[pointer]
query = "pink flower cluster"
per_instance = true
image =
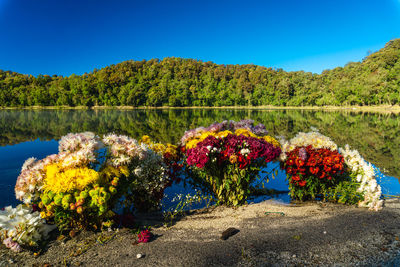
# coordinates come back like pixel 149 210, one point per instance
pixel 123 149
pixel 11 244
pixel 241 150
pixel 144 236
pixel 225 125
pixel 74 150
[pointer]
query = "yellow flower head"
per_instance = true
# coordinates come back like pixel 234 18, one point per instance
pixel 244 132
pixel 145 139
pixel 272 141
pixel 59 180
pixel 223 134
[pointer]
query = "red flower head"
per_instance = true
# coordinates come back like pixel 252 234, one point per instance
pixel 302 183
pixel 144 236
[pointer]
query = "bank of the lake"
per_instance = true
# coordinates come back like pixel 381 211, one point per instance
pixel 270 233
pixel 378 109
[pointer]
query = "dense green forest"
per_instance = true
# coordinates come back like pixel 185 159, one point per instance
pixel 188 82
pixel 375 135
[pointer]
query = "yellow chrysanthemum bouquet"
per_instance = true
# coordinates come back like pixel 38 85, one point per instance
pixel 89 178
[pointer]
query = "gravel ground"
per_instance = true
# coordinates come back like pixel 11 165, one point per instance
pixel 308 234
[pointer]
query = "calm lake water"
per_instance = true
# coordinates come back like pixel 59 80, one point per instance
pixel 27 133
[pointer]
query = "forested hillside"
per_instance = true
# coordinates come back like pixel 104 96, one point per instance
pixel 189 82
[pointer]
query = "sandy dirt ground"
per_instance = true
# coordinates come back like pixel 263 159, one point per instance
pixel 267 234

☆ ☆ ☆ ☆

Exclude all images and restate the records above word for word.

[pointer]
query = "pink flower cluster"
per_instance = true
image =
# coordinates come back like pixel 149 210, one point per instance
pixel 123 149
pixel 11 244
pixel 241 150
pixel 144 236
pixel 225 125
pixel 74 150
[pointer]
query = "yellow flower head"
per_instance = true
# coordinates come back like pixel 234 18, one point per instance
pixel 244 132
pixel 145 139
pixel 272 141
pixel 59 180
pixel 223 134
[pointer]
query = "red flower head"
per_instance = true
# coordinates come back like pixel 252 234, one point per instance
pixel 302 183
pixel 144 236
[pointer]
query = "bank of the lake"
per_instance = true
# coordinates come back like pixel 381 211, one point per instance
pixel 270 233
pixel 378 109
[pointer]
query = "dense green forest"
per_instance = true
# coordinates come back like pixel 185 159, one point per instance
pixel 188 82
pixel 375 135
[pointer]
query = "yellow chrysanthemum bouquet"
per_instance = true
# coordinates come back like pixel 38 85, one point per instance
pixel 89 178
[pointer]
query = "gravel ground"
per_instance = true
# coordinates come back like pixel 11 165, one point per instance
pixel 308 234
[pointer]
query = "calm lake water"
per_instance = true
# coordinates come back like pixel 59 80, one point per instance
pixel 27 133
[pointer]
query = "forested hillside"
per_instance = true
# coordinates come back like pixel 104 96, one point per instance
pixel 189 82
[pointer]
query = "sandy dirt ground"
per_instance = true
# coordinates come back like pixel 263 159, one point per instance
pixel 267 234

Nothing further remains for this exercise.